Task prompt ->
Look for "point: the grassy" in the listing below, then copy exactly the line it appears in and all lines after it to the end, and nothing more.

The records ->
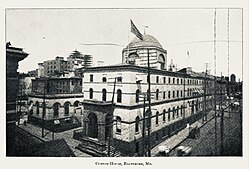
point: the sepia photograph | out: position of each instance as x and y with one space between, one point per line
147 83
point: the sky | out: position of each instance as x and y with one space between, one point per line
47 33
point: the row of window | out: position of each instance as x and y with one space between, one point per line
174 80
174 113
175 94
104 95
166 116
56 107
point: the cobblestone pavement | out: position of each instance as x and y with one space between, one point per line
206 145
176 139
66 135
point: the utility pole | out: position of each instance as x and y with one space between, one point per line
110 121
149 107
143 125
222 122
204 118
44 110
215 114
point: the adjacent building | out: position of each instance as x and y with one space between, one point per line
56 100
13 56
59 66
114 109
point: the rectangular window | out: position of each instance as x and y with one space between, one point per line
119 79
91 78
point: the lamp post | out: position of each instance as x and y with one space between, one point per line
149 106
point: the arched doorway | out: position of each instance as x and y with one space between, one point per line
108 120
92 126
66 108
161 61
56 107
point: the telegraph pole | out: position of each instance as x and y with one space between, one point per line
221 123
215 113
143 125
44 110
149 107
111 118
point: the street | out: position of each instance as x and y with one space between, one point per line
206 144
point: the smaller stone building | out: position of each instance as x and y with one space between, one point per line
62 98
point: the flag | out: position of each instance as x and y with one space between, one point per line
135 31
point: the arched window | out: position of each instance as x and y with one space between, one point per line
118 124
164 115
104 94
197 105
177 111
137 121
66 108
56 107
92 126
173 115
104 79
119 96
37 108
157 94
161 60
169 110
137 96
157 118
164 95
181 110
90 93
147 119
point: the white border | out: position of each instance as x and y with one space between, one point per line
193 162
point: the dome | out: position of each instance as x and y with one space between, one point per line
148 40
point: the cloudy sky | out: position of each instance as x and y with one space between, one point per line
47 33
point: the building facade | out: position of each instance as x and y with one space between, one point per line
62 98
13 56
59 66
114 109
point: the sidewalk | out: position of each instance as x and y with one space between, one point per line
66 135
176 139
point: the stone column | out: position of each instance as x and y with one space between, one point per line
101 132
85 127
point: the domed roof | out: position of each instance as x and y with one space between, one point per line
148 40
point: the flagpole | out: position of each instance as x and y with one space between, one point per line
128 39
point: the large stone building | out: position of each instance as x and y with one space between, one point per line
63 99
59 66
13 56
114 113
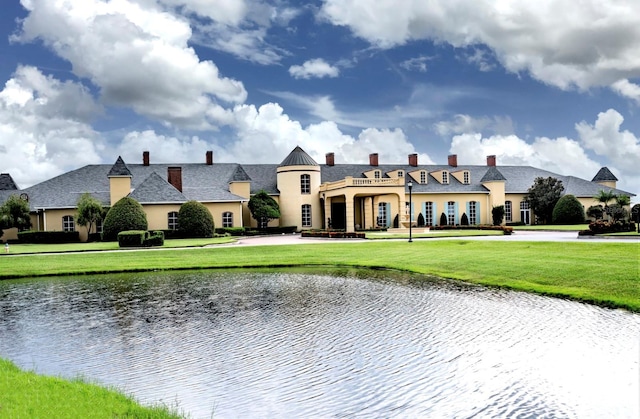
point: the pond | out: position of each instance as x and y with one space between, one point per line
341 343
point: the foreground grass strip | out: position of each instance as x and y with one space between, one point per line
28 395
607 274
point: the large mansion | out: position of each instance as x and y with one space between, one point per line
310 195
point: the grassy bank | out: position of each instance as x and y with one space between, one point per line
28 395
603 273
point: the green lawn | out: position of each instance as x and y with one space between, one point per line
551 227
98 246
602 273
25 394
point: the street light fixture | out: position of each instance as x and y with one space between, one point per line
410 185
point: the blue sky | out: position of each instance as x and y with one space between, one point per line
547 85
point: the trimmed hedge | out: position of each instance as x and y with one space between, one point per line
127 214
48 237
140 238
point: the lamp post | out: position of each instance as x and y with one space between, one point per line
410 185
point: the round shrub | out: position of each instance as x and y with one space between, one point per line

Reply ->
point: the grassy bank | out: position of each instance as x and y with one space between, one point per line
28 395
603 273
point: the green lawn | out: position of each instance as x and y with one space between, one point per line
551 227
98 246
602 273
25 394
point: the street light fixture | out: position of each instance as x and y with one space between, one point per line
410 185
point: the blue sky | out: position of each instance as x and y with one space between, one point per line
547 85
point: the trimmed hedge | out: position of each instance as x and y with one space between, one point per line
127 214
48 237
140 238
point: the lamp post | out: position of each instance as x and y with one space between, one point per line
410 185
point: the round shrub | out: position of each instance as x and y with one space between, one point per line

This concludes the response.